Please give again, word for word, the line that contains "[mark] windshield (a" and every line after it to the end of the data, with no other lines.

### DATA SHOWN ###

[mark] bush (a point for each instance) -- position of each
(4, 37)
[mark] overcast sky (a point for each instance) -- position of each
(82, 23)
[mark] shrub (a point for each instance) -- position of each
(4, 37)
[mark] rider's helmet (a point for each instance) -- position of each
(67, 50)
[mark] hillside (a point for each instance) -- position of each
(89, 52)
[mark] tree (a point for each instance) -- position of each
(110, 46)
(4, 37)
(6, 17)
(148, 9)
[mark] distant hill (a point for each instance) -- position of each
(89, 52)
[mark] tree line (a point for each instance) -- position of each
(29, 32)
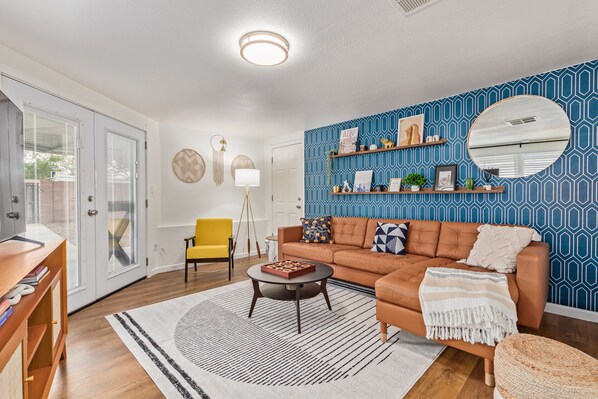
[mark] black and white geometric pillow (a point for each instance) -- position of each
(390, 238)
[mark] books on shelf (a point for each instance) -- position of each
(35, 276)
(7, 313)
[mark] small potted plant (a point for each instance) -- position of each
(415, 180)
(329, 157)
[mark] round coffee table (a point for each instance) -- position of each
(293, 289)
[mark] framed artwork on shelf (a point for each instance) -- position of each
(363, 181)
(445, 177)
(411, 130)
(348, 141)
(395, 185)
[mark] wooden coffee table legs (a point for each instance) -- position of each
(297, 300)
(325, 293)
(283, 293)
(256, 294)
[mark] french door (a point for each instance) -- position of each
(85, 183)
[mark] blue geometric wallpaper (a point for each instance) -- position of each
(561, 202)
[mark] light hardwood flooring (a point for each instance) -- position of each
(100, 366)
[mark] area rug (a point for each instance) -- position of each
(204, 346)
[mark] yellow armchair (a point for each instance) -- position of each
(212, 242)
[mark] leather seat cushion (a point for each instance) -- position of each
(422, 237)
(456, 240)
(402, 286)
(348, 230)
(375, 262)
(316, 252)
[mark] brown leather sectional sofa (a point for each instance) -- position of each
(396, 278)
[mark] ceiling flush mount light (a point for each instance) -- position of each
(264, 48)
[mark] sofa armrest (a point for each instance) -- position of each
(288, 234)
(532, 281)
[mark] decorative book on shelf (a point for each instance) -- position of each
(288, 268)
(458, 190)
(395, 148)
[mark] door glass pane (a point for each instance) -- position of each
(122, 202)
(51, 181)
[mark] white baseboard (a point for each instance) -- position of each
(180, 266)
(569, 311)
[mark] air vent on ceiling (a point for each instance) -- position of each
(408, 7)
(522, 121)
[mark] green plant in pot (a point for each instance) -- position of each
(329, 157)
(469, 183)
(415, 180)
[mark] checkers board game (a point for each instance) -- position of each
(288, 268)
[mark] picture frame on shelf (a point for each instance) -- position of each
(394, 186)
(363, 181)
(411, 130)
(445, 177)
(348, 141)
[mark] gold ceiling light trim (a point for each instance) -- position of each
(264, 48)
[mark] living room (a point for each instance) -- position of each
(276, 199)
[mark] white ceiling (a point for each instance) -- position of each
(178, 61)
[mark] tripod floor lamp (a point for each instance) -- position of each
(247, 178)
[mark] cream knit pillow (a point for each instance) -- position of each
(497, 247)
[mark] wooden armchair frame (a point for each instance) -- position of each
(230, 259)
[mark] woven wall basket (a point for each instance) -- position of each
(188, 166)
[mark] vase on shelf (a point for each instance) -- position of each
(469, 183)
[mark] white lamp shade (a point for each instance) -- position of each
(247, 177)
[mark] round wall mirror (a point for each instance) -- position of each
(519, 136)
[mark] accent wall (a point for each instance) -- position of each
(561, 202)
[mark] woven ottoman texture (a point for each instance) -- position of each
(529, 367)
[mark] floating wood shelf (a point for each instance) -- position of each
(402, 147)
(458, 190)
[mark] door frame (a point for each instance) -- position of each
(20, 91)
(271, 145)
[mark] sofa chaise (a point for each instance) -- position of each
(396, 278)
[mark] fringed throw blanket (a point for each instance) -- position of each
(470, 306)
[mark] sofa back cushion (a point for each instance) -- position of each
(456, 240)
(348, 230)
(422, 237)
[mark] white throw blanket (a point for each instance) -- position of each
(470, 306)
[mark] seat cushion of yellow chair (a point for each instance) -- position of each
(207, 252)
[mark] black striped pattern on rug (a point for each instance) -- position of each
(217, 336)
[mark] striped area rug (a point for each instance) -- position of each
(204, 346)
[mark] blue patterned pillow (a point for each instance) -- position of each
(317, 230)
(390, 238)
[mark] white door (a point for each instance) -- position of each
(58, 140)
(84, 183)
(120, 203)
(287, 186)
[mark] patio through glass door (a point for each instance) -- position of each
(85, 183)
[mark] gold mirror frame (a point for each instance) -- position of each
(519, 119)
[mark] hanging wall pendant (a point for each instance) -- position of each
(218, 144)
(241, 162)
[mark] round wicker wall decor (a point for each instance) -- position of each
(188, 166)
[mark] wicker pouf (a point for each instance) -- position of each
(529, 367)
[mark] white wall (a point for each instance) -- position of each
(25, 69)
(182, 203)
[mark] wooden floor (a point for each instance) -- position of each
(100, 366)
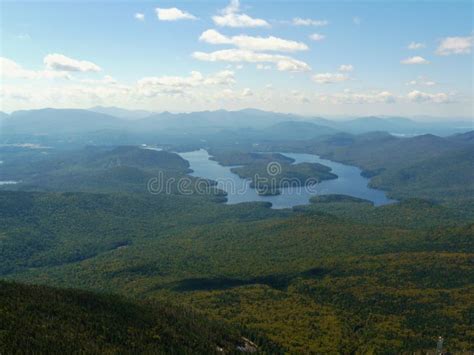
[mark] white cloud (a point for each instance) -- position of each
(317, 37)
(11, 69)
(346, 68)
(283, 63)
(421, 97)
(415, 60)
(23, 37)
(231, 17)
(247, 92)
(151, 86)
(347, 97)
(60, 62)
(253, 43)
(106, 80)
(329, 78)
(421, 81)
(298, 21)
(455, 45)
(416, 45)
(173, 14)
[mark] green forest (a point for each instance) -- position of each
(132, 271)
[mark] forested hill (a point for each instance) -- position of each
(51, 320)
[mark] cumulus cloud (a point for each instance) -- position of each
(317, 37)
(422, 81)
(347, 97)
(232, 17)
(329, 78)
(11, 69)
(139, 16)
(106, 80)
(415, 60)
(455, 45)
(416, 45)
(283, 63)
(422, 97)
(346, 68)
(151, 86)
(173, 14)
(270, 43)
(298, 21)
(247, 92)
(60, 62)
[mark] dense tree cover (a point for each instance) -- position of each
(48, 320)
(102, 169)
(336, 276)
(310, 280)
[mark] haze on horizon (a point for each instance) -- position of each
(315, 58)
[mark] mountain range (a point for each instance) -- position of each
(69, 121)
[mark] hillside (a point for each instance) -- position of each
(308, 279)
(49, 320)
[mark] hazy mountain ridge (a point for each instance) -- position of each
(57, 121)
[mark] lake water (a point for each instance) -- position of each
(349, 182)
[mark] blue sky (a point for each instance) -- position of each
(309, 57)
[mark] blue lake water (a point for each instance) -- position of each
(349, 182)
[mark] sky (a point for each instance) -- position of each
(324, 58)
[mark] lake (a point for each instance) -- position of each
(349, 182)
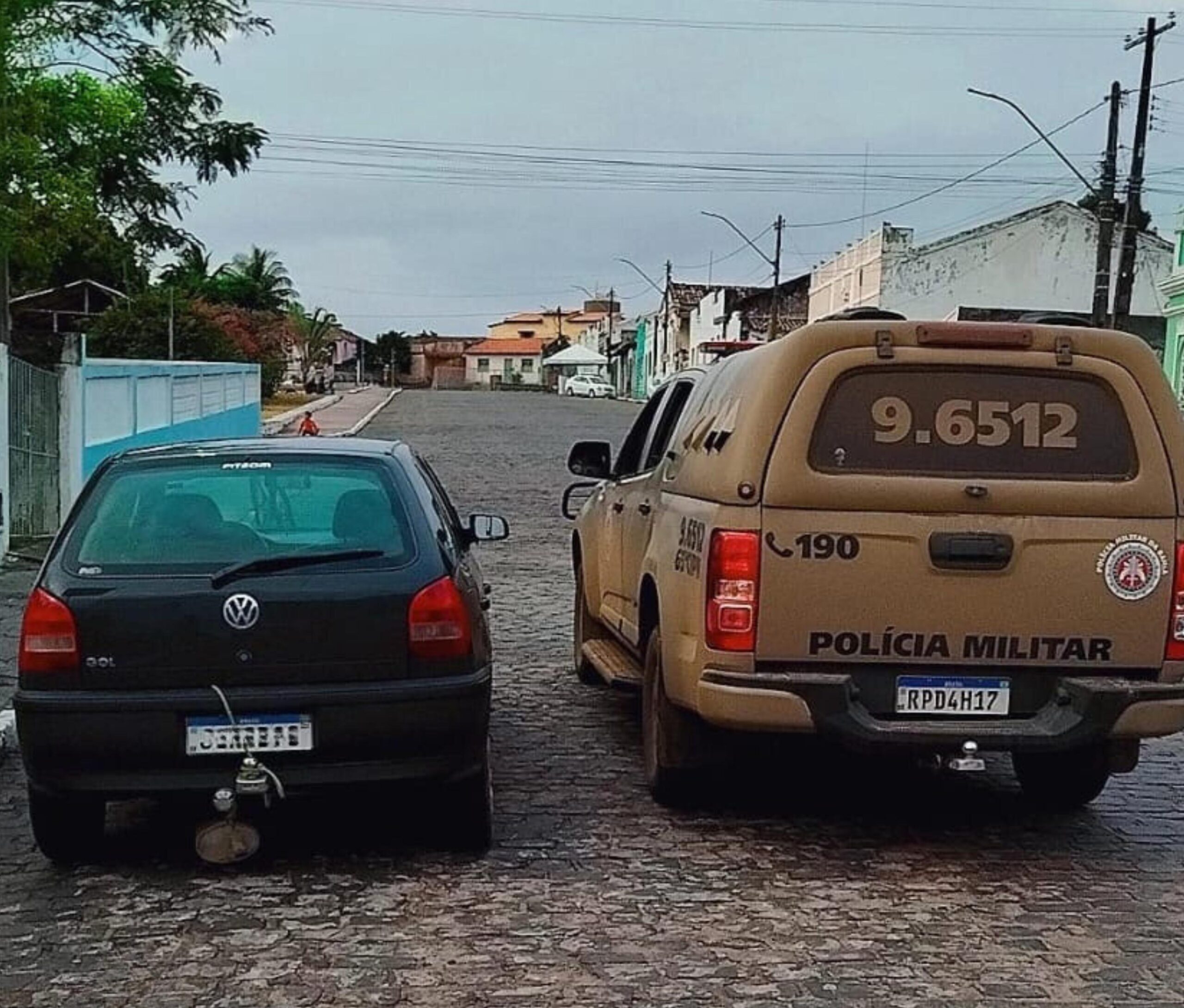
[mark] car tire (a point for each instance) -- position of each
(585, 627)
(67, 829)
(1064, 781)
(668, 734)
(472, 820)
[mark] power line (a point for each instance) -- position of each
(959, 181)
(413, 143)
(624, 20)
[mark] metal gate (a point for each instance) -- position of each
(33, 450)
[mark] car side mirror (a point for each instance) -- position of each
(488, 528)
(591, 460)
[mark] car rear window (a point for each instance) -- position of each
(202, 515)
(974, 422)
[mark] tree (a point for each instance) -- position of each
(192, 272)
(139, 328)
(259, 338)
(312, 339)
(94, 103)
(395, 348)
(257, 281)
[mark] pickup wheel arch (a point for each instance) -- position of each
(648, 612)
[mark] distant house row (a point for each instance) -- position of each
(1039, 261)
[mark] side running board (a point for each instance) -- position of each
(615, 664)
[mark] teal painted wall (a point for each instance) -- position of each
(640, 384)
(240, 423)
(142, 404)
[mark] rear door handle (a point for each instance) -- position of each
(971, 551)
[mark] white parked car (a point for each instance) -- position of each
(589, 386)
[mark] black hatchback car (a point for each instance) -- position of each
(311, 605)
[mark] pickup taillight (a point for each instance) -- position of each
(438, 624)
(1175, 649)
(49, 638)
(733, 588)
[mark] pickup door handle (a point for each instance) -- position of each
(971, 551)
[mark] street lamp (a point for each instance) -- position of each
(1040, 133)
(643, 275)
(776, 263)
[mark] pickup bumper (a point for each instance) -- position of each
(1083, 710)
(125, 744)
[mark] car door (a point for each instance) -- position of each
(641, 501)
(628, 471)
(457, 547)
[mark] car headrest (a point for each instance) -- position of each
(364, 516)
(190, 514)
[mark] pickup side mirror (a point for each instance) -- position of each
(487, 528)
(591, 460)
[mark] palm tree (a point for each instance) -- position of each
(257, 281)
(312, 339)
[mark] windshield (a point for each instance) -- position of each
(202, 516)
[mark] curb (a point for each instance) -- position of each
(7, 731)
(357, 429)
(276, 424)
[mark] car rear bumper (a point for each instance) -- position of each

###

→ **RESPONSE**:
[mark] windshield (a point for each instance) -- position of each
(202, 516)
[mark] curb (a point for each instance) -- position of each
(7, 731)
(357, 429)
(276, 424)
[mark] car rear bumper (a point for each instance) -- position of each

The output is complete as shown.